### RAW RECORDS
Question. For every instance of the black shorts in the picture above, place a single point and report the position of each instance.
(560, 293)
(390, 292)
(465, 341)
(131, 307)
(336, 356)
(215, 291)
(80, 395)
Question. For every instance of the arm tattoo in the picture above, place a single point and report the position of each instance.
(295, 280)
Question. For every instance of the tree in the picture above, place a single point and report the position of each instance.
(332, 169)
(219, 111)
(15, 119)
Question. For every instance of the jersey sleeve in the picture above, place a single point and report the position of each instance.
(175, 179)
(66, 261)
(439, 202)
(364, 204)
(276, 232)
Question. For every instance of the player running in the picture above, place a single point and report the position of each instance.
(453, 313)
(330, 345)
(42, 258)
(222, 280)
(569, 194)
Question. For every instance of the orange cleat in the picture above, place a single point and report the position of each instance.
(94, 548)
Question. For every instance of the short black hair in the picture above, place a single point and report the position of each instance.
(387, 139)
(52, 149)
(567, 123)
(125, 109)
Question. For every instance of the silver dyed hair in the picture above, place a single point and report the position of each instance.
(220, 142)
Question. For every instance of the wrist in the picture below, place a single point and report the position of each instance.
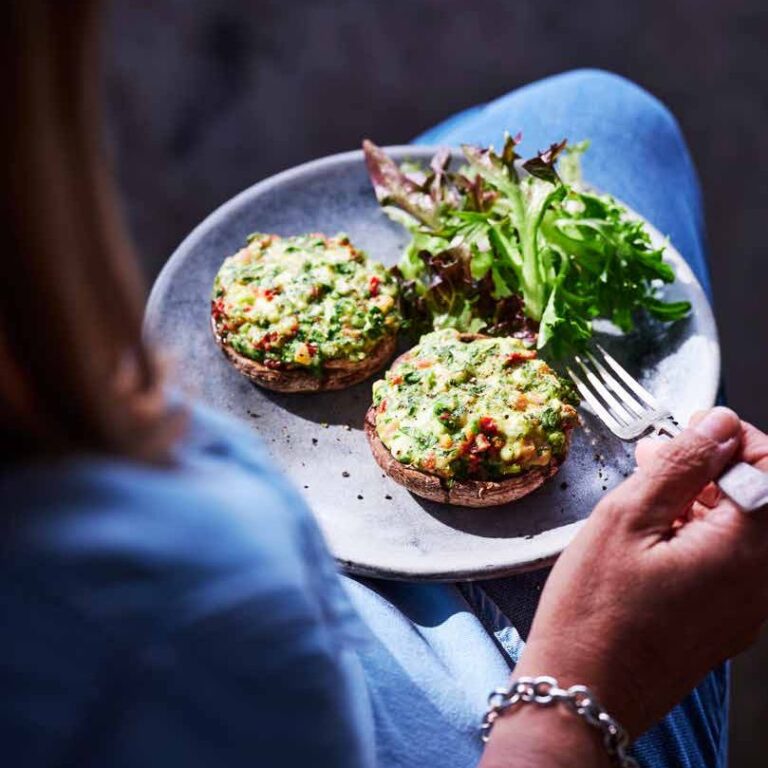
(607, 681)
(543, 736)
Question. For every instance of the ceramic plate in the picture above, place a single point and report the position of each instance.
(373, 526)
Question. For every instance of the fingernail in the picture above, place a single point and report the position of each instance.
(720, 425)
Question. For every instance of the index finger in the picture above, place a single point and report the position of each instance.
(754, 446)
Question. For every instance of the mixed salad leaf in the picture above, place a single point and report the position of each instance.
(506, 246)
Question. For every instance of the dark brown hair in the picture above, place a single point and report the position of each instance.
(75, 375)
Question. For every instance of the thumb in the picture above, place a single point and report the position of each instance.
(671, 478)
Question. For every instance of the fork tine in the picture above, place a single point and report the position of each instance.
(594, 402)
(641, 392)
(618, 411)
(610, 380)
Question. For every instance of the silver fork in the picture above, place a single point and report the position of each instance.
(630, 411)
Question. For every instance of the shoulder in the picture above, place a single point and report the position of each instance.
(95, 531)
(206, 586)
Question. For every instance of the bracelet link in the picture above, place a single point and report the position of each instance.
(545, 691)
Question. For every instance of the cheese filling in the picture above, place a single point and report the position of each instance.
(484, 409)
(300, 301)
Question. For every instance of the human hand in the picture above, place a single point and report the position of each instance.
(667, 578)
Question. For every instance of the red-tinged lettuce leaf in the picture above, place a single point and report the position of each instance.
(543, 165)
(393, 187)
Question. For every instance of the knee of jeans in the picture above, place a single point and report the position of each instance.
(638, 105)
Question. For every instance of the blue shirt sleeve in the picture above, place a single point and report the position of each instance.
(185, 617)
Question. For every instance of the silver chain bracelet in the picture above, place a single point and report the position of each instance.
(545, 692)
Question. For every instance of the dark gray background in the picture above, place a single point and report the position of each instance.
(209, 96)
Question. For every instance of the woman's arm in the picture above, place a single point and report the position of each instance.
(665, 581)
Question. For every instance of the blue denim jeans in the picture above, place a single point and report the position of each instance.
(637, 153)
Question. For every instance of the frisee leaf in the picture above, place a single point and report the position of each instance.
(518, 247)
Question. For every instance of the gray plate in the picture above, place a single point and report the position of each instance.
(372, 525)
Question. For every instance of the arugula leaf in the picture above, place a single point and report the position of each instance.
(517, 247)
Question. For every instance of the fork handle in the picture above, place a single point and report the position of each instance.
(742, 483)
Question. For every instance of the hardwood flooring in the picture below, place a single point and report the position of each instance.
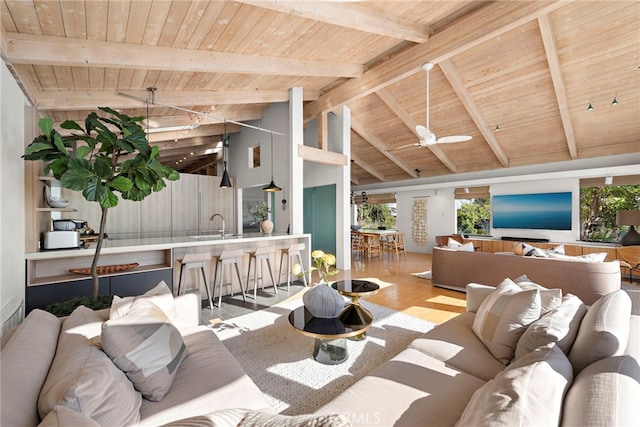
(409, 294)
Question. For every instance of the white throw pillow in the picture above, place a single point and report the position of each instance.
(160, 295)
(453, 244)
(503, 317)
(559, 326)
(528, 392)
(146, 347)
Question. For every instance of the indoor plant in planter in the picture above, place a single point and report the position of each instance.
(260, 213)
(322, 300)
(109, 155)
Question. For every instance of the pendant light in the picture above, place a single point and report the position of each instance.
(226, 182)
(272, 187)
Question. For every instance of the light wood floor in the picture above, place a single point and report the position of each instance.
(410, 294)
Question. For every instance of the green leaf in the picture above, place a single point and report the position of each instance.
(120, 183)
(70, 124)
(82, 151)
(46, 125)
(110, 199)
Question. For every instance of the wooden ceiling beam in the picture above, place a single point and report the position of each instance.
(382, 147)
(474, 112)
(487, 23)
(406, 118)
(83, 100)
(66, 51)
(349, 15)
(367, 167)
(551, 50)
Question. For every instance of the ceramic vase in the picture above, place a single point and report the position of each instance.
(266, 226)
(323, 301)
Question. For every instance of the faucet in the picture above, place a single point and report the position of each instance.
(221, 230)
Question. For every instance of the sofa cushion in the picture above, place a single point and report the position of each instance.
(454, 343)
(504, 316)
(558, 326)
(604, 393)
(412, 389)
(604, 330)
(527, 393)
(24, 363)
(160, 295)
(84, 379)
(61, 416)
(146, 346)
(209, 379)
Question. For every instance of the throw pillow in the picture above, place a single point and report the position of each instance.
(604, 330)
(549, 298)
(61, 416)
(263, 419)
(160, 295)
(453, 244)
(146, 346)
(529, 392)
(504, 316)
(559, 326)
(83, 378)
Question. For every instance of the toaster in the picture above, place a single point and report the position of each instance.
(61, 239)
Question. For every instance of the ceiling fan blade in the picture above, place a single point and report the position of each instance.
(453, 138)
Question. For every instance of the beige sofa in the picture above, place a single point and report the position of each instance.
(588, 280)
(208, 379)
(588, 376)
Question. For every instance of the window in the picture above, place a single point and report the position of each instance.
(599, 205)
(473, 211)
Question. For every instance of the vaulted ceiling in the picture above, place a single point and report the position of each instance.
(516, 76)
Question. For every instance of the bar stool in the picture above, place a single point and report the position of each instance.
(228, 257)
(259, 256)
(197, 260)
(292, 251)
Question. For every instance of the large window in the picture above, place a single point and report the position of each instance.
(598, 207)
(473, 211)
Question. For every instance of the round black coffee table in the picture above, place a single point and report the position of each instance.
(354, 313)
(330, 335)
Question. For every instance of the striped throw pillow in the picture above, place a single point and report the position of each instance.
(146, 346)
(503, 317)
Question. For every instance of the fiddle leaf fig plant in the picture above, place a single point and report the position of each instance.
(109, 155)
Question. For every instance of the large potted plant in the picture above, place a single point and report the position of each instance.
(110, 155)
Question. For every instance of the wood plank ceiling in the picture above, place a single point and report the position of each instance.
(515, 76)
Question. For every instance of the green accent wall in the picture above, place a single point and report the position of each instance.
(320, 217)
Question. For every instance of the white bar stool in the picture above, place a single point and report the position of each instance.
(292, 251)
(228, 257)
(259, 256)
(196, 260)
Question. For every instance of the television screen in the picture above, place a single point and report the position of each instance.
(543, 211)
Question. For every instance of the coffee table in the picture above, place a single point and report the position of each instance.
(330, 347)
(354, 313)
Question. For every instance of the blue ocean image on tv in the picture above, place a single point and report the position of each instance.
(546, 211)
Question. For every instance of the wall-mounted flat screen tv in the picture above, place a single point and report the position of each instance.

### THE EXERCISE
Reproduce all of the material above word for word, leaving out the pictures.

### FINISHED ANSWER
Question. For every instance of the black shorts in the picture above, place a single point and report the position of each instance.
(560, 293)
(390, 292)
(465, 341)
(131, 307)
(336, 356)
(215, 291)
(80, 395)
Question. For every instance of the arm tattoo in the picture above, place a single point and report the position of each instance.
(295, 280)
Question. For every instance of the tree in the picture above, place a single point and report the position of each instance.
(332, 169)
(219, 111)
(15, 119)
Question. For every instance of the jersey sleeve in the picture above, place a single point and report the position of each instance.
(175, 179)
(66, 261)
(439, 202)
(364, 204)
(276, 232)
Question. For every instance of the player running in the picture above, place a single point and report the position of each instance.
(453, 313)
(330, 345)
(42, 258)
(222, 280)
(569, 194)
Question. For every instance of the orange cleat in the picture above, place a single point and report the position of each instance.
(94, 548)
Question. For every instance of the short black hair in the picture above, place a single point and report the position of each instance.
(387, 139)
(52, 149)
(567, 123)
(125, 109)
Question. For every instance of the silver dyed hair in the picture above, place a single point and report the position of each instance.
(220, 142)
Question. For every instance of the wrist in the picture below, place a single point and report the position of each instance.
(607, 681)
(543, 736)
Question. For every instance of the ceramic plate in the picture above, place a single point and report the position of each instance.
(373, 526)
Question. For every instance of the fingernail in the picture above, place a single point and report the position of each instance.
(720, 425)
Question. For every instance of the index finger in the picture above, place a single point and report the position of each instance.
(754, 446)
Question. For every instance of the mixed salad leaf in the picture above, place a single point and report the position of each instance.
(506, 246)
Question. For every instance of the dark brown hair in the picture above, place a single point and report the position of each instance.
(75, 375)
Question. For every instance of the thumb in the picture above, place a single point and report the position of each instance.
(671, 478)
Question. For every instance of the fork tine in the picture above, place a single point and report the position of each instance.
(594, 402)
(641, 392)
(618, 411)
(610, 380)
Question. For every instance of the silver fork in the picture above, place a single point and report the position of each instance.
(630, 411)
Question. For every instance of the shoulder in the picture above, place a single point and report the position of each instance.
(95, 531)
(206, 586)
Question. For every instance of the bracelet link in the picture above, place a single point and report the position of each instance.
(545, 691)
Question. For every instance of the cheese filling in the picture above, place a single point and report the position of each instance.
(484, 409)
(300, 301)
Question. For every instance of the human hand in the picture above, place a single point and report the position of each instance.
(667, 578)
Question. For every instance of the red-tinged lettuce leaf in the picture above, place a single point and report the position of each instance.
(543, 165)
(393, 187)
Question. For every instance of the knee of jeans in the picture above, place a single point and report the position of each instance.
(638, 105)
Question. For every instance of the blue shirt sleeve in the picture above, place a single point and report the position of each instance.
(185, 617)
Question. For every instance of the silver chain bracelet in the picture above, place a single point and report the position of each instance.
(545, 692)
Question. For every instance of the dark gray background in the picture above, place a single point and report the position of each instance.
(209, 96)
Question. For every instance of the woman's arm in the picture above, place a single point and report the position of each instance.
(665, 581)
Question. For every instance of the blue denim jeans in the picture above, place a single point and report the position of each instance.
(637, 153)
Question. For every instance of the frisee leaf in the picture above, place a single point and report the position of each instance.
(518, 247)
Question. For every instance of the gray plate in the picture above, place a single point and report the position of each instance.
(372, 525)
Question. For every instance of the arugula leaf in the picture above, place a single point and report the position of each instance.
(517, 247)
Question. For every instance of the fork handle in the picture above, place a single point and report the position of each instance.
(742, 483)
Question. For every instance of the hardwood flooring in the picture below, place a single point and report the position of each instance.
(409, 294)
Question. For every instance of the white throw pillow in the picture above, place a single point and report the position of each instance.
(160, 295)
(453, 244)
(503, 317)
(559, 326)
(528, 392)
(146, 347)
Question. For every instance of the indoor plant in planter in the picture above, place a single point and report the position of each instance.
(260, 213)
(322, 300)
(109, 155)
Question. For every instance of the pendant light in the picture above, place a single point and report the position of each instance.
(226, 182)
(272, 187)
Question. For every instance of the light wood floor in the picture above, place a single point and report the position of each instance.
(410, 294)
Question. For every instance of the green leaf in the picture above, place a single point and report the position of each instance.
(120, 183)
(70, 124)
(82, 151)
(46, 125)
(110, 199)
Question. For every instance of the wooden ceiling beam in the picture above, place a single point and report the position of each instance.
(382, 147)
(474, 112)
(487, 23)
(406, 118)
(83, 100)
(66, 51)
(349, 15)
(367, 167)
(551, 50)
Question. For every instance of the ceramic vase in the picture above, place a single point and report the position of each instance.
(266, 226)
(323, 301)
Question. For every instance of the faucet in the picture above, place a single point and report the position of each instance.
(221, 230)
Question. For every instance of the sofa cushion in the picture above, place a single point and report the position of each instance.
(454, 343)
(504, 316)
(558, 326)
(604, 393)
(412, 389)
(604, 330)
(527, 393)
(24, 363)
(160, 295)
(84, 379)
(61, 416)
(146, 346)
(209, 379)
Question. For every instance of the throw pillow in the picture above, place a single point and report the position of each instance.
(604, 330)
(549, 298)
(61, 416)
(263, 419)
(160, 295)
(453, 244)
(146, 346)
(529, 392)
(504, 316)
(559, 326)
(83, 378)
Question. For every instance of the toaster in the picture above, place a single point and report the position of each instance.
(61, 239)
Question. For every instance of the ceiling fan blade in the picture above, place a single point and report the position of each instance.
(453, 138)
Question. For every instance of the beige sofa in the picture above, place a single point and report the position of each instance.
(588, 280)
(208, 379)
(588, 376)
Question. For every instance of the window in the picture above, place a single point and report the position of each instance.
(599, 205)
(473, 211)
Question. For every instance of the vaulted ceiling in the picture above, place a single point and report the position of each instance.
(516, 76)
Question. For every instance of the bar stool in the picture above, place a single point and report the position of each instance.
(228, 257)
(259, 256)
(197, 260)
(292, 251)
Question. For every instance of the large window in the picture above, place a single point and report the position of each instance.
(598, 207)
(473, 211)
Question. For every instance of the round black coffee table in the picture above, place a single point and report the position of each instance.
(354, 313)
(330, 335)
Question. For every instance of the striped throw pillow in the picture above, place a single point and report the position of each instance.
(146, 346)
(503, 317)
Question. For every instance of the fiddle leaf fig plant in the picture above, place a single point and report the position of each instance.
(109, 155)
Question. For every instance of the large potted plant in the picture above, place a single point and report the position of each instance.
(110, 155)
Question. For every instance of the wood plank ceiling in the picture above, place a single point and report the position of each instance.
(515, 76)
Question. For every instance of the green accent wall in the picture above, place a single point and report the position of each instance.
(320, 217)
Question. For every instance of the white bar stool in the picture above, place a single point and report the position of each instance.
(292, 251)
(228, 257)
(259, 256)
(196, 260)
Question. For every instance of the television screen in the picture above, place a single point and report the position of each instance.
(543, 211)
Question. For every instance of the coffee table in the picture above, place a single point and report the position of each instance.
(330, 347)
(354, 313)
Question. For every instance of the blue ocean image on tv in the picture above, place a single point and report the position of each instance.
(546, 211)
Question. For every instance of the wall-mounted flat screen tv in the picture above, place a single point and report the position of each instance.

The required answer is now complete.